## Work to be completed
Render the entries below as a two-column CSV with the headers input and output, one row per entry, placing each entry's text and its answer in a single quoted field with line breaks replaced by spaces. Begin at the line that contains "framed photographic print?" and stop after the line that contains "[[[29,7],[29,197],[250,185],[250,19]]]", including both.
• • • • •
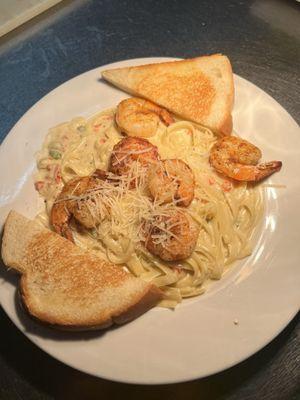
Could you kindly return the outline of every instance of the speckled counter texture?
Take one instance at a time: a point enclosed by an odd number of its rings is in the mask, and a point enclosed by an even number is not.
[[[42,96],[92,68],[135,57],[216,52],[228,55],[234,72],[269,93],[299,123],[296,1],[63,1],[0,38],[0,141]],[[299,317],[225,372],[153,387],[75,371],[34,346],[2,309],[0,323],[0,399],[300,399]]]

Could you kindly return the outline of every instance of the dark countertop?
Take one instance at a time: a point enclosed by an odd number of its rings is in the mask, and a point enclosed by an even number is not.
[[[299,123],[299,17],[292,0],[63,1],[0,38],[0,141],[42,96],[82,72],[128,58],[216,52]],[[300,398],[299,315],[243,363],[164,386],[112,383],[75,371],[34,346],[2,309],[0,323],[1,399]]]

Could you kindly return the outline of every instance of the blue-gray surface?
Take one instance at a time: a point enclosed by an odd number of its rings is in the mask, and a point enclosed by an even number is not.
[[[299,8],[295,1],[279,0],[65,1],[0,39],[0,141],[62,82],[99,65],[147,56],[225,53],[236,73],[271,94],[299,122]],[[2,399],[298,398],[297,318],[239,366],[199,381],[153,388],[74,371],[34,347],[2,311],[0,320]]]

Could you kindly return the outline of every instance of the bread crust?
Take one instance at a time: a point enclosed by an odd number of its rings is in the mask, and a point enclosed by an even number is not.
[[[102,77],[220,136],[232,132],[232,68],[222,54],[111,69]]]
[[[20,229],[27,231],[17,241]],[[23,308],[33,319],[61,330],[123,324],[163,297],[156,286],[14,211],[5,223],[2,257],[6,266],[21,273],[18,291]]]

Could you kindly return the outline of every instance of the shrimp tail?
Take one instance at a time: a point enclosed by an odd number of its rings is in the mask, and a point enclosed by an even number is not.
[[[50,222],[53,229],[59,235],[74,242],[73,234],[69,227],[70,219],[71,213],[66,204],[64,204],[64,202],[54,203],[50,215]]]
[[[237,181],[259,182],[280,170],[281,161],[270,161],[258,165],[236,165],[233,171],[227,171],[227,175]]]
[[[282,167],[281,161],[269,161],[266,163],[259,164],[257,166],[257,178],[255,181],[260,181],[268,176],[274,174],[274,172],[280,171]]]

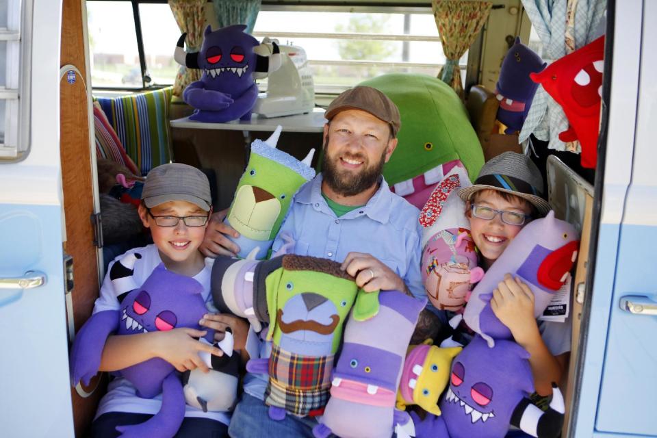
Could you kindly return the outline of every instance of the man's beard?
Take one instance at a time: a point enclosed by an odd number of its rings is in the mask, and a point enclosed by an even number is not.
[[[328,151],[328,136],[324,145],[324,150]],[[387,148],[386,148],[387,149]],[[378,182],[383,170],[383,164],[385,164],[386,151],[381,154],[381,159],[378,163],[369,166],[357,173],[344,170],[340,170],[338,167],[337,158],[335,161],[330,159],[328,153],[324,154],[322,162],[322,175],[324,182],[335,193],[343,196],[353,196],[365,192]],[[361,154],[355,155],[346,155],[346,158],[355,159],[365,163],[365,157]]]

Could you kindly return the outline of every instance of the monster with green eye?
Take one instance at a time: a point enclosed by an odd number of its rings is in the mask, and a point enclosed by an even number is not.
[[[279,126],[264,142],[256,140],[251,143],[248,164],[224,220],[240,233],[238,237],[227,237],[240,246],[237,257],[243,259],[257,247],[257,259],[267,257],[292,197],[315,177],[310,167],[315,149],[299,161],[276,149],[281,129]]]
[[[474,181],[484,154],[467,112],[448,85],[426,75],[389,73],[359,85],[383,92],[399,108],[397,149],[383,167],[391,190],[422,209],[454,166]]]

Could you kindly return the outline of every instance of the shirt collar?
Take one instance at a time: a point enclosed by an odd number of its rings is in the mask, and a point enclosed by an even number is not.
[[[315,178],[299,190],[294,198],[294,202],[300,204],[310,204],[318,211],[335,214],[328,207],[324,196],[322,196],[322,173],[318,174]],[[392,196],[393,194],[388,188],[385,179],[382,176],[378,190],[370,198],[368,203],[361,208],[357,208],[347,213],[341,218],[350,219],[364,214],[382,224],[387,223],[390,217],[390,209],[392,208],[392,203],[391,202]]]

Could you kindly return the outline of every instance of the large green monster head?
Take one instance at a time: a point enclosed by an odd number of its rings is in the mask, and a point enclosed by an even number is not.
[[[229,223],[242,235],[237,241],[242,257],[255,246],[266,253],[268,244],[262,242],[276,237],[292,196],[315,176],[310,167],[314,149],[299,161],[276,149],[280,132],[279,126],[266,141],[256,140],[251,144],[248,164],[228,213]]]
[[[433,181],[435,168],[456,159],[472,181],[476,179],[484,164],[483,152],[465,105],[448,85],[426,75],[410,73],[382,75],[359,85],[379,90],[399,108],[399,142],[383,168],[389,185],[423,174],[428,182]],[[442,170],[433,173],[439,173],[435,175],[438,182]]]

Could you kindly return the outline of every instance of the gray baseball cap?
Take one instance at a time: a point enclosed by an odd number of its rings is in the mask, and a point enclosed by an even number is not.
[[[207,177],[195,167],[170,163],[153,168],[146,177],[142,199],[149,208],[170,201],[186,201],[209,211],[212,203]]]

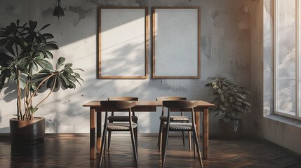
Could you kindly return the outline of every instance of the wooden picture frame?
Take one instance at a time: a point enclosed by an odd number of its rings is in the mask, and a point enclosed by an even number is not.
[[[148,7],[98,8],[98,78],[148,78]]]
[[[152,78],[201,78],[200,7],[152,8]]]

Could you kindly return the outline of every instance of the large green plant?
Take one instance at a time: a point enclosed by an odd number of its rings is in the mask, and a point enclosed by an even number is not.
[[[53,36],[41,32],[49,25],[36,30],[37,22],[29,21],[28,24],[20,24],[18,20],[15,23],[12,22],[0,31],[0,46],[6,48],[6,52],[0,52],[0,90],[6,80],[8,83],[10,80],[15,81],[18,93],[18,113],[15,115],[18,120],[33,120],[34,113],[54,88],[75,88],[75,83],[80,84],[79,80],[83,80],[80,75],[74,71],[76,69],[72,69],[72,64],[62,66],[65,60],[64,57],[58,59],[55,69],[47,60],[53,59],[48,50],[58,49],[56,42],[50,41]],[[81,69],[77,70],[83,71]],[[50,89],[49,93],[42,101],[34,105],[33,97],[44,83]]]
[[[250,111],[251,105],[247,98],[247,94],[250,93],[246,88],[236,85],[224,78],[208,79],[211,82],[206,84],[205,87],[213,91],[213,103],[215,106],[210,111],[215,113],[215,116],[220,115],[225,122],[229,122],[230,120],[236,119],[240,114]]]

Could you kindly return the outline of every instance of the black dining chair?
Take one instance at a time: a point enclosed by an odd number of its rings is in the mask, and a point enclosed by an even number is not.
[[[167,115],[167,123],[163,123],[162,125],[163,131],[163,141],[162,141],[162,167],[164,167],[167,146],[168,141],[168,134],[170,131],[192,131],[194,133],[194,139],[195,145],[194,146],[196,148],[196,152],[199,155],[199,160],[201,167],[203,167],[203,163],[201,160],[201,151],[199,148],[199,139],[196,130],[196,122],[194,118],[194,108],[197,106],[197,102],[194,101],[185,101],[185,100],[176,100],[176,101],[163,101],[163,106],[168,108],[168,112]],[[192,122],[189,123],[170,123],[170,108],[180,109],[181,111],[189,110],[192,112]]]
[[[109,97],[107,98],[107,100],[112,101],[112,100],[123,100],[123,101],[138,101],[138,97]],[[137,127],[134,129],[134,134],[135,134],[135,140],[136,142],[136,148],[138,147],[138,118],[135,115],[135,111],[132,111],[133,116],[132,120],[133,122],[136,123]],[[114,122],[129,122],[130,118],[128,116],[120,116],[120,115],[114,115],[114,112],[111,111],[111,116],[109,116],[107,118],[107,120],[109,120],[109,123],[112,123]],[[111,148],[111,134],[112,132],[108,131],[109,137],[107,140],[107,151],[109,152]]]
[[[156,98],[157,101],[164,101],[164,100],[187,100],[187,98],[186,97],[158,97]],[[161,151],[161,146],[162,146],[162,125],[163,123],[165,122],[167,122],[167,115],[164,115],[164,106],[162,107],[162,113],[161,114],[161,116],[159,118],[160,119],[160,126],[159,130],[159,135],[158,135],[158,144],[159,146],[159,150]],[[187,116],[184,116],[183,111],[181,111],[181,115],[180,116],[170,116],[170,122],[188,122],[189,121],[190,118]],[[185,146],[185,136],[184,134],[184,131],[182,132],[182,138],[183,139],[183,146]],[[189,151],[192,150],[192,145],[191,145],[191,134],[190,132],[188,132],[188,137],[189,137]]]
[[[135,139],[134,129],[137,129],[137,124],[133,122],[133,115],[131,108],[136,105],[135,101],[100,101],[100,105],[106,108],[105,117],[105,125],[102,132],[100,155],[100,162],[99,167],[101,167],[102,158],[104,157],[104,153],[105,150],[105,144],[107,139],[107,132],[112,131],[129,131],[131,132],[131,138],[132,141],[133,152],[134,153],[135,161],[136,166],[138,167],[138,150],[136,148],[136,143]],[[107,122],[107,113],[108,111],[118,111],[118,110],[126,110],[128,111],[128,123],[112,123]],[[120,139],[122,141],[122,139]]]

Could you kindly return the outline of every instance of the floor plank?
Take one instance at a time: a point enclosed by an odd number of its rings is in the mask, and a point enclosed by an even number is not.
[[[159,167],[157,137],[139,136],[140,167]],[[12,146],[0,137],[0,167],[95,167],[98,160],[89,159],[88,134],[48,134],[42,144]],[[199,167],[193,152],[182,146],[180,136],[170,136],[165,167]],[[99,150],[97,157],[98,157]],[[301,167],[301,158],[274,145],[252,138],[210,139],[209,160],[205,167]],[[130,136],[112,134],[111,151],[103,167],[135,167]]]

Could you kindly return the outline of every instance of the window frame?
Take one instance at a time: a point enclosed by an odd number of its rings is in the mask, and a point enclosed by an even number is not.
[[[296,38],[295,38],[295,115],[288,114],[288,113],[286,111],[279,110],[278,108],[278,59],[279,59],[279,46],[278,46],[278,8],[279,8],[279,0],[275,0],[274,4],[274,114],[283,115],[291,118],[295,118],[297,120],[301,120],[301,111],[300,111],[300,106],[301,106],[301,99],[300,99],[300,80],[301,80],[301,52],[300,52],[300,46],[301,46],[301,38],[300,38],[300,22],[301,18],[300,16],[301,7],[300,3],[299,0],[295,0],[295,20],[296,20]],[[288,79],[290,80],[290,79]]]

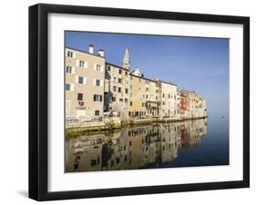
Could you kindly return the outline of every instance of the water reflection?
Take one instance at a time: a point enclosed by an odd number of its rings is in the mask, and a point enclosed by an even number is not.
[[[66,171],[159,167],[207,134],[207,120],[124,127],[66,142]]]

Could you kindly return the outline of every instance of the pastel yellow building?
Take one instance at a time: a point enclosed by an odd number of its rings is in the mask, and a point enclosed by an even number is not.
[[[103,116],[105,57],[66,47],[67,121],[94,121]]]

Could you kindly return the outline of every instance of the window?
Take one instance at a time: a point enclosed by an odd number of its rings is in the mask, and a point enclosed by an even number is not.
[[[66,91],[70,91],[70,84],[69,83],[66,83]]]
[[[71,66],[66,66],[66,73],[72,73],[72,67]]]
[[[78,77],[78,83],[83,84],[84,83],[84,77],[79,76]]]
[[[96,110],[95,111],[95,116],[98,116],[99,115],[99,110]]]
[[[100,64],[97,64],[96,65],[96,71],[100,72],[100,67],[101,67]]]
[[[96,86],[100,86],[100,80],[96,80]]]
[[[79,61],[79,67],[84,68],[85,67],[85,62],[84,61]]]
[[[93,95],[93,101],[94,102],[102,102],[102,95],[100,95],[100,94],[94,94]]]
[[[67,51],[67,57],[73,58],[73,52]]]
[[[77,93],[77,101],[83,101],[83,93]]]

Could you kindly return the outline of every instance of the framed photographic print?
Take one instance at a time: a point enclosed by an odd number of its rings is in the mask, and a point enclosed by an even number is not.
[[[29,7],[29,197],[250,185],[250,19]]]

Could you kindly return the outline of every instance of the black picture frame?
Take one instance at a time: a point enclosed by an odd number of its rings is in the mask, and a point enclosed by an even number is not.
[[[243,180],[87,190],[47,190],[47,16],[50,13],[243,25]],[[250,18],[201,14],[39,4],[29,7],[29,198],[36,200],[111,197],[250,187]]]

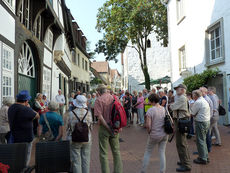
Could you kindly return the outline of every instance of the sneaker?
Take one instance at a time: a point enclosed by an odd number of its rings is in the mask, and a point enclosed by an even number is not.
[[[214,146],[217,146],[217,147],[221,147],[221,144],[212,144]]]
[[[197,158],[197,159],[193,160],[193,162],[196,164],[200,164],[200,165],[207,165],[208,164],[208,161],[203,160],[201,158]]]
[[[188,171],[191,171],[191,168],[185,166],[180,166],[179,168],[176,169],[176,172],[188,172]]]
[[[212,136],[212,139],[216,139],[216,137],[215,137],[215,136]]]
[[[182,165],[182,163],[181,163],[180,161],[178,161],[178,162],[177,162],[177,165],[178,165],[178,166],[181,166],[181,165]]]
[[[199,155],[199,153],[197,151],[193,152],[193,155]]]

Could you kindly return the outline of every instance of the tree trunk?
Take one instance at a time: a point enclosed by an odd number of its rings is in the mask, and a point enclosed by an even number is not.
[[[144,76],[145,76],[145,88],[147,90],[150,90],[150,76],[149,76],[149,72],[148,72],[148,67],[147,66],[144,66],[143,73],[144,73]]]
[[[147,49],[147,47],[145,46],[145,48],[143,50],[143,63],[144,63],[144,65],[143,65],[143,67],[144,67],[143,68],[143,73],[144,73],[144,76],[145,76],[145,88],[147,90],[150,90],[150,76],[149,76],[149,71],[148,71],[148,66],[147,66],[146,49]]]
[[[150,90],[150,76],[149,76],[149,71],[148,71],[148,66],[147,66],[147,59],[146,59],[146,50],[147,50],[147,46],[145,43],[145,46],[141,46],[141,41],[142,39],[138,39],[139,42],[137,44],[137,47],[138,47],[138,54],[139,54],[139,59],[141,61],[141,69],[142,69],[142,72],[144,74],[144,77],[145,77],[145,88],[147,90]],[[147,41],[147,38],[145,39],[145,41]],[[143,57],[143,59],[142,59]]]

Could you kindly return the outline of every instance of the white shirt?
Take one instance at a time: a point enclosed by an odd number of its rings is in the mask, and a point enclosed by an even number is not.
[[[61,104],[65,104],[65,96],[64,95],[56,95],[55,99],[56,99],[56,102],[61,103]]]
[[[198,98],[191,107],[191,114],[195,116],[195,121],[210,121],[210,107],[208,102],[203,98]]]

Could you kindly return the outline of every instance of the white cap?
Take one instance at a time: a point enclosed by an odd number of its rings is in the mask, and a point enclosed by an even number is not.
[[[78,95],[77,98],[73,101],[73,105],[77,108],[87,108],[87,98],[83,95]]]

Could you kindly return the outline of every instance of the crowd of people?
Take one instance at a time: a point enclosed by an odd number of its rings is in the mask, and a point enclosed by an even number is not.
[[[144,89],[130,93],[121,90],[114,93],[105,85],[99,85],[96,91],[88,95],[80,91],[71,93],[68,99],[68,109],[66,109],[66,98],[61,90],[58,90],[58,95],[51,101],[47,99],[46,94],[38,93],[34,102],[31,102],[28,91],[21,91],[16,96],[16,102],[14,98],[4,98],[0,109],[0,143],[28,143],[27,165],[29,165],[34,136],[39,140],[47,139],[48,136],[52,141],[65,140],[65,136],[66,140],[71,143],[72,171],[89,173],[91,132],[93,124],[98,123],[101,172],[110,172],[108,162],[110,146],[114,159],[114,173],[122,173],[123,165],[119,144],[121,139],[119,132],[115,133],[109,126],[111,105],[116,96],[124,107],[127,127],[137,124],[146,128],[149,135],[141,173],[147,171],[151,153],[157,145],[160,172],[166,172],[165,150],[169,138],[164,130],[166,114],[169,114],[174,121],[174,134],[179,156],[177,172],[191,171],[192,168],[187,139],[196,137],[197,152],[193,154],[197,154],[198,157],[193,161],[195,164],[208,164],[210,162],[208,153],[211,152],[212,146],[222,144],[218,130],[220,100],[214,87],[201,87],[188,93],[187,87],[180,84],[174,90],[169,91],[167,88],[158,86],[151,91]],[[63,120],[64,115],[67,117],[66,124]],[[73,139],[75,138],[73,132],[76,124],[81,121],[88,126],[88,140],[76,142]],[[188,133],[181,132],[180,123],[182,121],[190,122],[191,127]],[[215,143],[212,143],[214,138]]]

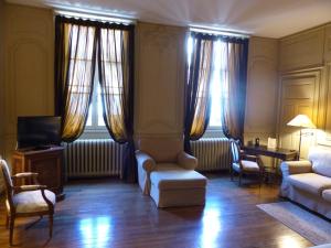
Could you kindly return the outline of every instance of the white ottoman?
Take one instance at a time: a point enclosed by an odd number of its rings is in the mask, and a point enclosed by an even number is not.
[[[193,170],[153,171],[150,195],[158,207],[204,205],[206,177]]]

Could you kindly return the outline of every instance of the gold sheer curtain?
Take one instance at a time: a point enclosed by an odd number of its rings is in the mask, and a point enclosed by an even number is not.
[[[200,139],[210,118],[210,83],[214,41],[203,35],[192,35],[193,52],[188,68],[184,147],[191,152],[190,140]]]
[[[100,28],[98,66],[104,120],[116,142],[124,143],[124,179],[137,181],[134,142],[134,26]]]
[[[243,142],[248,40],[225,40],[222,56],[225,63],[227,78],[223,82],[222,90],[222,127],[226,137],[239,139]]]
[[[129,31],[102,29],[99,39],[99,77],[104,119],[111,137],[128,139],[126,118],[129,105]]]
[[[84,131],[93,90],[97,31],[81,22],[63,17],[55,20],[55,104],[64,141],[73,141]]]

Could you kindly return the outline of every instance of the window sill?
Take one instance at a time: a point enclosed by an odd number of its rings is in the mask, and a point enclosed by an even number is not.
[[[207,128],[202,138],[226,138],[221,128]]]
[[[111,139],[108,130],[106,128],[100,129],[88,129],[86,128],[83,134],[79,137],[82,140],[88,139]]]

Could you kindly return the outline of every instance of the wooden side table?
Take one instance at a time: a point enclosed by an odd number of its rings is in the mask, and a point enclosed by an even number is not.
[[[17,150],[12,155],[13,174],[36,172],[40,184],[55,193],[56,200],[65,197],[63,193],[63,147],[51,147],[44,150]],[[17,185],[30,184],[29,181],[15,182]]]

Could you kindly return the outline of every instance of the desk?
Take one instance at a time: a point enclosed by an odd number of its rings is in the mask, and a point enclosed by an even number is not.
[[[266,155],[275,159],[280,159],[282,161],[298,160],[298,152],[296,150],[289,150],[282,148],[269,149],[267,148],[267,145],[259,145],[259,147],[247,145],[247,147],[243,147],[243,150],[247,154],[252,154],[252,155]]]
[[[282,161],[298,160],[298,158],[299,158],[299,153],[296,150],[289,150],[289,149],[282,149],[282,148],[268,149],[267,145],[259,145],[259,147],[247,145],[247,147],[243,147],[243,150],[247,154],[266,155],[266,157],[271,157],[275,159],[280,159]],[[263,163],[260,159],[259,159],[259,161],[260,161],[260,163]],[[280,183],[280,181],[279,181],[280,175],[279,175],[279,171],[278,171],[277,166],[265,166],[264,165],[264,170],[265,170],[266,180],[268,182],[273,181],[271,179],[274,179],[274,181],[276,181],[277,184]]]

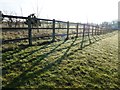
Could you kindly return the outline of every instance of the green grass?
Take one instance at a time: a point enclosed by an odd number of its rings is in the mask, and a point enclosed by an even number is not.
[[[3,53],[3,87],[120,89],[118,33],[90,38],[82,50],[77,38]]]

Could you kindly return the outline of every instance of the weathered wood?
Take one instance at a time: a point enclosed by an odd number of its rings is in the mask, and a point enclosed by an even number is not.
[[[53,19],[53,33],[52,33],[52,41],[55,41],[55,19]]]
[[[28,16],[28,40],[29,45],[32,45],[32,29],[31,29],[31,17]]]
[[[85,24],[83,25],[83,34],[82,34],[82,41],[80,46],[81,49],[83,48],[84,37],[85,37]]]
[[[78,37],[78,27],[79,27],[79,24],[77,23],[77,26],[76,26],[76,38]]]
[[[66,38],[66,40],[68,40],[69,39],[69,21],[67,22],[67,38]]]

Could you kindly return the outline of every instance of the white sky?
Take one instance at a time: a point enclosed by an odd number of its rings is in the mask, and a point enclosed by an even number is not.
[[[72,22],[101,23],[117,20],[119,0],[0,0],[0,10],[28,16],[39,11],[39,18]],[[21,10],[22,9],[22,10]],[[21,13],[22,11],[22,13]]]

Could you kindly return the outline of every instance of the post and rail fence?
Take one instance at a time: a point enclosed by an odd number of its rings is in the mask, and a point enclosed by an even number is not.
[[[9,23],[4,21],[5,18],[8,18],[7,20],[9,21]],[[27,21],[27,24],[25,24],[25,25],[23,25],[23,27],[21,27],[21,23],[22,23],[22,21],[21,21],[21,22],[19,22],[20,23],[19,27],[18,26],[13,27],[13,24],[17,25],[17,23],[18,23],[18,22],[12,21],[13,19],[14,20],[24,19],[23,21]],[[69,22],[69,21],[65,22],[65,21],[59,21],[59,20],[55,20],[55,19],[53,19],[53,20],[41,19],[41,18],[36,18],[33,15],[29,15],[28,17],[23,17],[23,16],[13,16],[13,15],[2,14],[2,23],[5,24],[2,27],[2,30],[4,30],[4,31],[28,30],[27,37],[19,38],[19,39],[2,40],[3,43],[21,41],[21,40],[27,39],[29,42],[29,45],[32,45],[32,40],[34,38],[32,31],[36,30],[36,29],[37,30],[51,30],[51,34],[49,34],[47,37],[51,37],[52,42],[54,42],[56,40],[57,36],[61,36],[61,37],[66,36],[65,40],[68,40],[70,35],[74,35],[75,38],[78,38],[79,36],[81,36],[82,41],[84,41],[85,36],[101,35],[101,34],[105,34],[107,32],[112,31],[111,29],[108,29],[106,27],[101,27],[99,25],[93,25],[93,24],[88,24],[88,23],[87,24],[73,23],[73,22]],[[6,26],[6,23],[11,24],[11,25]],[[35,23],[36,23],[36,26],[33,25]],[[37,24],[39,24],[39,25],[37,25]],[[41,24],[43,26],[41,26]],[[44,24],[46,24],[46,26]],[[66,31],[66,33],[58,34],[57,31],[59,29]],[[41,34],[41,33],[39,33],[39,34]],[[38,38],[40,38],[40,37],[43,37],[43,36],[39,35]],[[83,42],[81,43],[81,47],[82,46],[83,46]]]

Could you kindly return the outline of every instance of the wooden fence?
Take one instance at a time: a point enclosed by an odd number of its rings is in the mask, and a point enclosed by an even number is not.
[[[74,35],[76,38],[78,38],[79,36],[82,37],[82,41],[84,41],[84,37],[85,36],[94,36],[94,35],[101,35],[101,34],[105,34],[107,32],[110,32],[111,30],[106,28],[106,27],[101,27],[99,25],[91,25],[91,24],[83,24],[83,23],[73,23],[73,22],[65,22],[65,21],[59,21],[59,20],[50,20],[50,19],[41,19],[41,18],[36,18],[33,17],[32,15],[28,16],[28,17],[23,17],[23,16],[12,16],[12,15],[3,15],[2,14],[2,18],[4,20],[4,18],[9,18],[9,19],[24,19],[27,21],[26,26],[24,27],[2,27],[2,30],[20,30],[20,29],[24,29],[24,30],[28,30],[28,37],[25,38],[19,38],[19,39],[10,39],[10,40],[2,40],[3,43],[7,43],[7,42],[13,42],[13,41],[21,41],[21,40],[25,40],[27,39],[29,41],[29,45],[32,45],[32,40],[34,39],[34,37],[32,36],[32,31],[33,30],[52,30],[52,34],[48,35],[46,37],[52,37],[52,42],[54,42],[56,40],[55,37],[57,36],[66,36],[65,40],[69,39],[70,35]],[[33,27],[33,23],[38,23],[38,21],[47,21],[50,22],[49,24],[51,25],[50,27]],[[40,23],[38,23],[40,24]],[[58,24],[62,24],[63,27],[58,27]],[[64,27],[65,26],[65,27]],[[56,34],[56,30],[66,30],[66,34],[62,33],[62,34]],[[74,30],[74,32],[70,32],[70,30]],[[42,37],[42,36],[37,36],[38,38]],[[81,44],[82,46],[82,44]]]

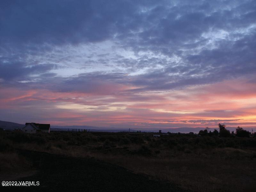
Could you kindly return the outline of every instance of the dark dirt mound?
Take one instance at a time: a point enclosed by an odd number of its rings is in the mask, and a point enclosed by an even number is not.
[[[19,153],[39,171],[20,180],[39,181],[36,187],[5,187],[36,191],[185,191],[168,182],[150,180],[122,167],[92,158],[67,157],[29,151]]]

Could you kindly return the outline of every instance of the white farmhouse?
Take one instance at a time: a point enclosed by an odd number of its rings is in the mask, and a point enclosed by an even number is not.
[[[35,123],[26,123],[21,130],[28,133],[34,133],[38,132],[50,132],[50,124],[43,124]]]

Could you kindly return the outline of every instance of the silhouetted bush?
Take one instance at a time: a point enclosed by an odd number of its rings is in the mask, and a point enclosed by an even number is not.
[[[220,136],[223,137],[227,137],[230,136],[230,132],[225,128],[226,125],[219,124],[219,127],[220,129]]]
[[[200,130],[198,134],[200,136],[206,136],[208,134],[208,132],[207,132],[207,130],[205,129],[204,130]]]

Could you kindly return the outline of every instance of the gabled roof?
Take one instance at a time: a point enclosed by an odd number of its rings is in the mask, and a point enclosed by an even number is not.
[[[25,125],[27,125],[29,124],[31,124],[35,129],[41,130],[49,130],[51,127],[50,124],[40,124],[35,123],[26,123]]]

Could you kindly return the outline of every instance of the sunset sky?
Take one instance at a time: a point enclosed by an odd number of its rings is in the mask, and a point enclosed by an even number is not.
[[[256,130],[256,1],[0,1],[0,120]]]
• • • • •
## Reply to the exercise
input,output
"Could you kindly return the outline of every instance of the framed photographic print? Take one instance at a time: a point enclosed by an odd number of its rings is in the mask, and a point enclosed by an even number is not.","[[[29,7],[29,197],[250,185],[250,19]]]"